In 1973, a few weeks before Christmas, 14-year-old Susie Salmon goes missing when walking home from school. She’s been murdered by her neighbour and now she watches on from Heaven as her community pieces together the last day of her life and learns to navigate the future without her. Adapted from the 2002 international best selling novel by Alice Sebold, the Lovely Bones is about living and loving with grief.
Bryony Lavery’s adaptation is long and ambitious in its attempt to cover nearly a decade of time in this small Pennsylvanian community. It is equally encumbered by the many people she includes to demonstrate the wide-ranging impact of Susie’s (Sarah Maguire) death including characters like the assisting constable (Susan Jordan), Susie’s school crush Ray (Shiva Chandra), and Ray’s mother (Andrea Tan). The original novel was regarded as a sweet and sentimental examination of innocence and family, a tone that Lavery’s adaptation maintains but with far less subtlety.
Under Deborah Mulhall’s direction, the sentimentality of the story is amplified by the boisterous characterisation of the lead and her posse of quirky older women; her mother (Cassady Maddox Booth) who longs for freedom from the responsibilities of family, her alcoholic grandmother (Lisa Hanssens), the cultured and brave Ruana Singh, and her flamboyant Heaven processing agent Franny (Natasha McDonald). Amongst all these big female characters and the relief of watching the other young girls Ruth (Kirsty Saville) and Lindsay (Naomi Belet) grow up, though, was an uncomfortably voyeuristic interest in a dead child’s sex life that did not translate well on to stage. It’s one thing to empower girls to embrace agency in their bodies and another thing entirely to skip over more complicated conversations about consent and desire.

### LISTING
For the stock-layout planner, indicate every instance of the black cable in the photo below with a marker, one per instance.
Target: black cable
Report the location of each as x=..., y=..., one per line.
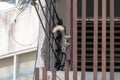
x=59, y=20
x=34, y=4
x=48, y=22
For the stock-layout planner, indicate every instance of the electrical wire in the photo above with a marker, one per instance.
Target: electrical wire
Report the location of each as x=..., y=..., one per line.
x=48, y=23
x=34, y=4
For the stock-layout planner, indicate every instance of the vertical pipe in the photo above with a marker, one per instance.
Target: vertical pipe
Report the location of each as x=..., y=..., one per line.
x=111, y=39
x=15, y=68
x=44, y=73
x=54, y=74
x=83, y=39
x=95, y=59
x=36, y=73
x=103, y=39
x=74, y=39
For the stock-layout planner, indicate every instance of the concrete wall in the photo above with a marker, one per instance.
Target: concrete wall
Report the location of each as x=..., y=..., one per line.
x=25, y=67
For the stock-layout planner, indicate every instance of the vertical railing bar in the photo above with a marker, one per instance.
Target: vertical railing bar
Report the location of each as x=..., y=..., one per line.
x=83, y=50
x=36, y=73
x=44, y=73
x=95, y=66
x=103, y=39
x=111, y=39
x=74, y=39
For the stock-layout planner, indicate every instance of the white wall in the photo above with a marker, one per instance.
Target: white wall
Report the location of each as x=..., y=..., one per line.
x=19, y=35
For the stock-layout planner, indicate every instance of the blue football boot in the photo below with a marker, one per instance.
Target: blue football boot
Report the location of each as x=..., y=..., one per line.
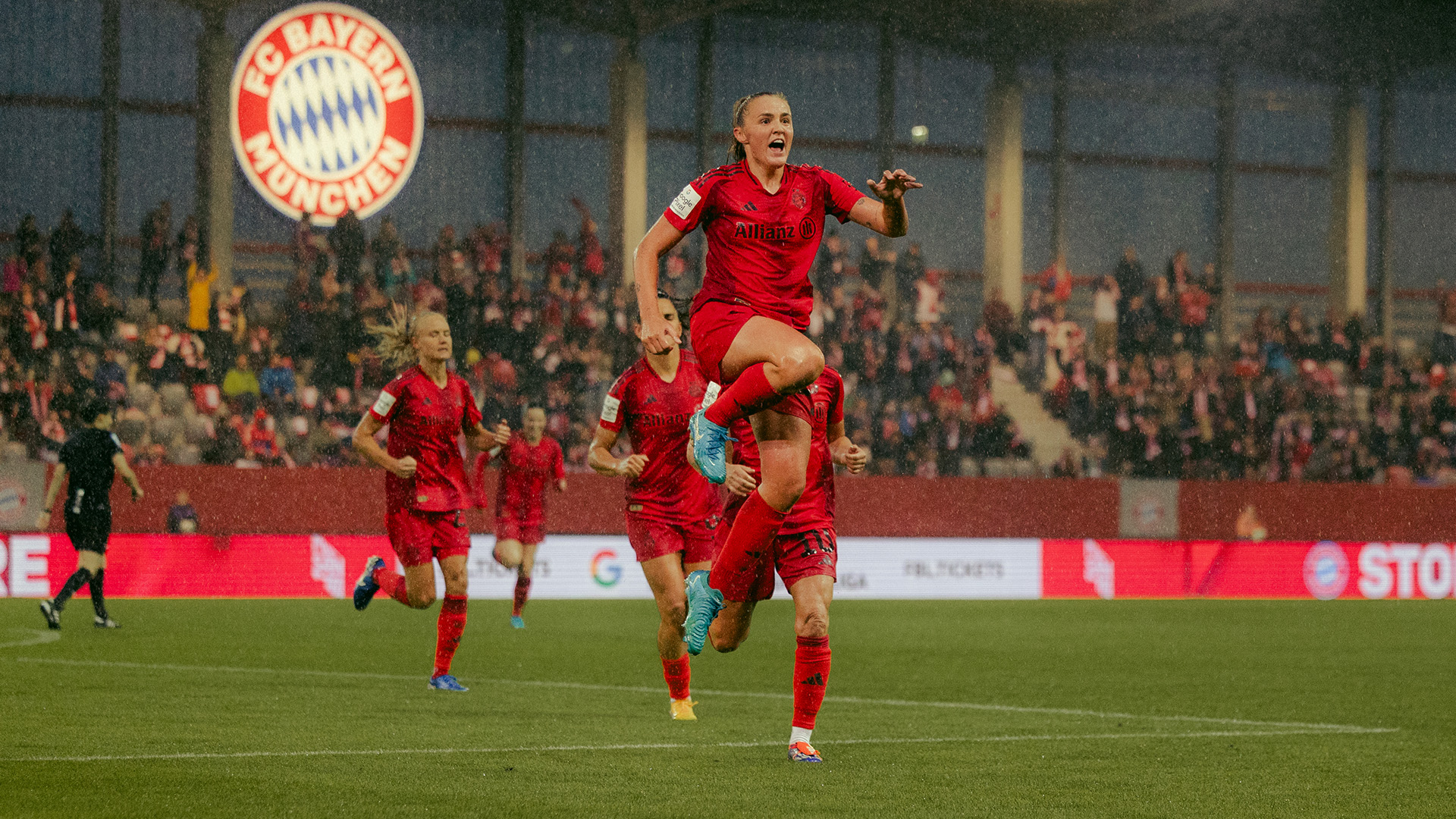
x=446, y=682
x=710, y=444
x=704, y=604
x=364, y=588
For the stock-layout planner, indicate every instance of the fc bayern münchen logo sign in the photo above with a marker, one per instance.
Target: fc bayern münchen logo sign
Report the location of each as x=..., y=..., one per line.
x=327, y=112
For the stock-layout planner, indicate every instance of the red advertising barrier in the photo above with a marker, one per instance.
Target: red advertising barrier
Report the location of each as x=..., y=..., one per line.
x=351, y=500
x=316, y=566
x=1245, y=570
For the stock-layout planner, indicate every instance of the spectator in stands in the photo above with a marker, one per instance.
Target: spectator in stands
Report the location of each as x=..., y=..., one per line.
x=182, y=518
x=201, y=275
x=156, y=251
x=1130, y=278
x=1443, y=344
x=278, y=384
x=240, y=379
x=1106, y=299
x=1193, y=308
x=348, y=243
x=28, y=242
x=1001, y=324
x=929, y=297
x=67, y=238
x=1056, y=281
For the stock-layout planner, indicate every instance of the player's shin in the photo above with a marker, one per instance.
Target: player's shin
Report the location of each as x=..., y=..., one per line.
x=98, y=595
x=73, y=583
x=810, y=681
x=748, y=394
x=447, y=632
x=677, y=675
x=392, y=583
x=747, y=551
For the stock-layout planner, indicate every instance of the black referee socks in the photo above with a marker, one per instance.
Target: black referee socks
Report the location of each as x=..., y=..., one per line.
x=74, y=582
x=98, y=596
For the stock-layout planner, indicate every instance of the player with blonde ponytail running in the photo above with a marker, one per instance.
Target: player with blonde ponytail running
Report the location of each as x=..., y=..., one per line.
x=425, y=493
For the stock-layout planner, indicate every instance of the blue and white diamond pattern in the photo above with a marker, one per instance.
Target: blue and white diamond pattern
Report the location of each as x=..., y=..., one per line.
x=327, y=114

### THE TASKS
1. Please copy from the Lovely Bones review, word for word, the part that opens with the words containing "Under Deborah Mulhall’s" and closes with "consent and desire.".
2. In the Lovely Bones review above, who directed the stage production?
3. The Lovely Bones review names several characters that the adaptation includes to show the wide-ranging impact of Susie's death. List each of them along with the performer named for each role.

### SOLUTIONS IN ORDER
1.
Under Deborah Mulhall’s direction, the sentimentality of the story is amplified by the boisterous characterisation of the lead and her posse of quirky older women; her mother (Cassady Maddox Booth) who longs for freedom from the responsibilities of family, her alcoholic grandmother (Lisa Hanssens), the cultured and brave Ruana Singh, and her flamboyant Heaven processing agent Franny (Natasha McDonald). Amongst all these big female characters and the relief of watching the other young girls Ruth (Kirsty Saville) and Lindsay (Naomi Belet) grow up, though, was an uncomfortably voyeuristic interest in a dead child’s sex life that did not translate well on to stage. It’s one thing to empower girls to embrace agency in their bodies and another thing entirely to skip over more complicated conversations about consent and desire.

2. Deborah Mulhall

3.
- The assisting constable (Susan Jordan)
- Susie's school crush Ray (Shiva Chandra)
- Ray's mother (Andrea Tan)